» **Document excerpt**:
****************

Question

Sum of \[n\] terms of series will be \[12 + 16 + 24 + 40 + ...\] will be
\[2({2^n} - 1) + 8n\]
\[2({2^n} - 1) + 6n\]
\[3({2^n} - 1) + 8n\]
\[4({2^n} - 1) + 8n\]

Answer 1

Hint: Geometric Progression (GP) is a type of sequence where each succeeding term is produced by multiplying each preceding term by a fixed number, which is called a common ratio. This progression is also known as a geometric sequence of numbers that follow a pattern.

Complete step-by-step answer:
General form of a GP
\[a,ar,a{r^2},a{r^3},...,a{r^n}\]
where \[a\] is the first term
\[r\] is the common ratio
\[{r^n}\] is the last term
If the common ratio is:
Negative: the result will alternate between positive and negative.
Greater than \[1\] : there will be an exponential growth towards infinity (positive).
Less than \[ - 1\] : there will be an exponential growth towards infinity (positive and negative).
Between \[1\] and \[ - 1\]: there will be an exponential decay towards zero.
Zero: the result will remain at zero
When three quantities are in GP, the middle one is called the geometric mean of the other two.
 Suppose \[a,ar,a{r^2},a{r^3},...,a{r^n}\] s the given Geometric Progression.
Then the sum of \[n\]terms of GP is given by:
\[S = a\left( {\dfrac{{{r^n} - 1}}{{r - 1}}} \right)\]
Let \[S = 12 + 16 + 24 + 40 + ...{t_n}\]
This can be rewritten as ,
\[S = (8 + {2^2}) + (8 + {2^3}) + (8 + {2^4}) + ... + (8 + {2^{n + 1}})\]
Taking \[8\] common from all the terms we get ,
\[ = 8n + {2^2} + {2^3} + {...2^{n + 1}}\]
Except for the first term, all the terms forms a Geometric Progression (GP) with \[{2^2}\] as first term and common ratio as \[2\]
Therefore we get ,
\[ = 8n + {2^2}\dfrac{{({2^n} - 1)}}{{2 - 1}}\]
Which simplifies to ,
\[ = 8n + 4({2^n} - 1)\]
Therefore option (4) is the correct answer.
So, the correct answer is “Option 4”.

Note: Geometric Progression (GP) is a type of sequence where each succeeding term is produced by multiplying each preceding term by a fixed number, which is called a common ratio Then the sum of \[n\]terms of GP is given by:
\[S = a\left( {\dfrac{{{r^n} - 1}}{{r - 1}}} \right)\]

****************

» **Source material**:
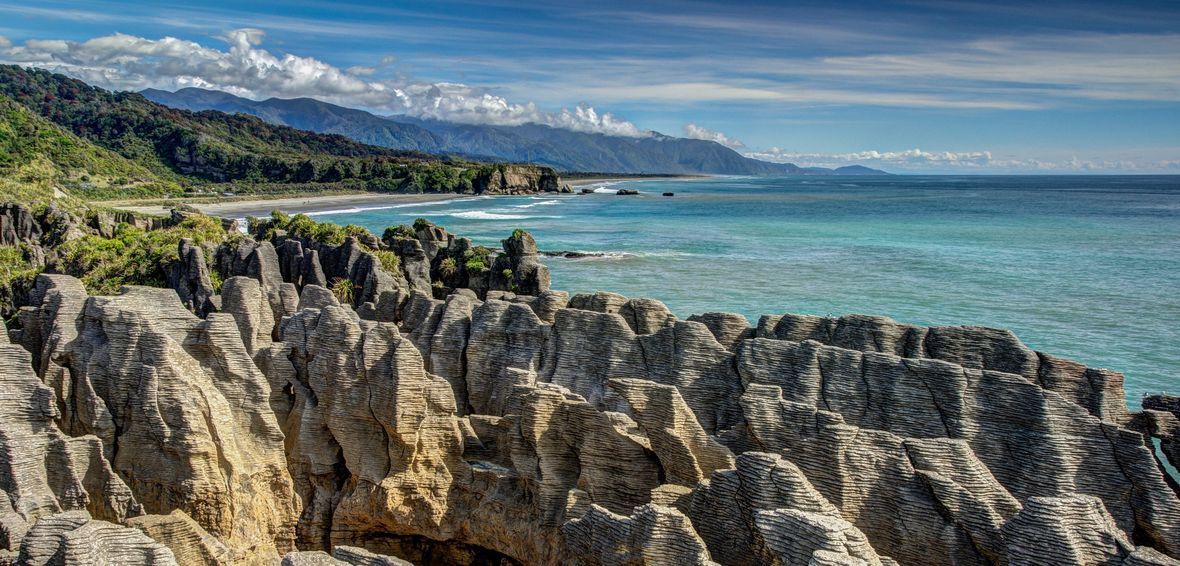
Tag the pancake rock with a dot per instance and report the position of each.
(1097, 390)
(504, 422)
(179, 406)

****************

» **Prompt**:
From the worked solution on the series sum, reproduce the passage from "Greater than \[1\]" to "the other two." word for word.

» **Solution to this problem**:
Greater than \[1\] : there will be an exponential growth towards infinity (positive).
Less than \[ - 1\] : there will be an exponential growth towards infinity (positive and negative).
Between \[1\] and \[ - 1\]: there will be an exponential decay towards zero.
Zero: the result will remain at zero
When three quantities are in GP, the middle one is called the geometric mean of the other two.